• [PAGE EXCERPT]:
It’s been a weird couple of weeks at city hall.
First, councillors — after years of reports and consultations — pushed through new regulations that continue to make it harder than it should be to buy food from a truck. Just look at all the places they still won't be able to operate. A group of councillors followed that up last week with a bizarre move to ban electronic dance music events from the grounds at Exhibition Place. It prompted a lot of comparisons to Footloose.
In both cases, councillors came up with a bunch of reasons justifying the regulations. They pointed to health and safety, noise complaints, neighbourhood impacts and other potential pitfalls. Ultimately, though, a major factor in both decisions seemed to be a belief that local politicians can and should intervene to protect established businesses from facing competition.
It’s a lousy precedent. I’m hardly a small-government libertarian, but protecting businesses from their rivals is a space where government doesn't really belong.

• [SET EXERCISE]: Decide whether each statement agrees with the opinion piece on city hall, answering yes or no and quoting the words of the opinion piece that settle it. 1. The new regulations make it easier to buy food from a truck. 2. A group of councillors moved to ban electronic dance music events at Exhibition Place. 3. The writer identifies as a small-government libertarian.

Stored items from a collection
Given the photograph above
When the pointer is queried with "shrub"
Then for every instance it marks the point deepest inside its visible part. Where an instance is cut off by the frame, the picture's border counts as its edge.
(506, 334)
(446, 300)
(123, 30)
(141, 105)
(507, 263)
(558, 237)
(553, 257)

• [TASK OUTPUT]:
1. No: "continue to make it harder than it should be to buy food from a truck"
2. Yes: "A group of councillors followed that up last week with a bizarre move to ban electronic dance music events from the grounds at Exhibition Place"
3. No: "I’m hardly a small-government libertarian"